▶ [PROBLEM] If a line in the data below includes the string "shape", please return a copy of it.

───── GIVEN DATA

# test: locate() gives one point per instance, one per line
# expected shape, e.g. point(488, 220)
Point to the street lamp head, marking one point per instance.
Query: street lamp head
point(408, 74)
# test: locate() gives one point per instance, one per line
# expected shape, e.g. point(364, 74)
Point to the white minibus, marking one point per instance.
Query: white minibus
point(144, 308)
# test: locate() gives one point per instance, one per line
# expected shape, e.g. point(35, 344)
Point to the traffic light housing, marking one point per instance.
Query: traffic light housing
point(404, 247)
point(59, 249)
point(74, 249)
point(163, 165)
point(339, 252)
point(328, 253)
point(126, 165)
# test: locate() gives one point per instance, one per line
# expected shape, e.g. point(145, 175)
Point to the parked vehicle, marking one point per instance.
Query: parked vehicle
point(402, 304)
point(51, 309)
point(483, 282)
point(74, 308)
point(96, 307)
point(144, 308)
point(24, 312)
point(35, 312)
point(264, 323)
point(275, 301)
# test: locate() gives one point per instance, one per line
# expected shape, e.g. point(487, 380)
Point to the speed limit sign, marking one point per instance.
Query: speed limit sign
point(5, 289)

──────────

▶ [EXERCISE RESULT]
# expected shape, e.g. point(488, 220)
# expected shape, e.g. point(364, 74)
# expected shape, e.g. point(35, 344)
# expected shape, e.g. point(145, 175)
# expected shape, e.g. point(487, 380)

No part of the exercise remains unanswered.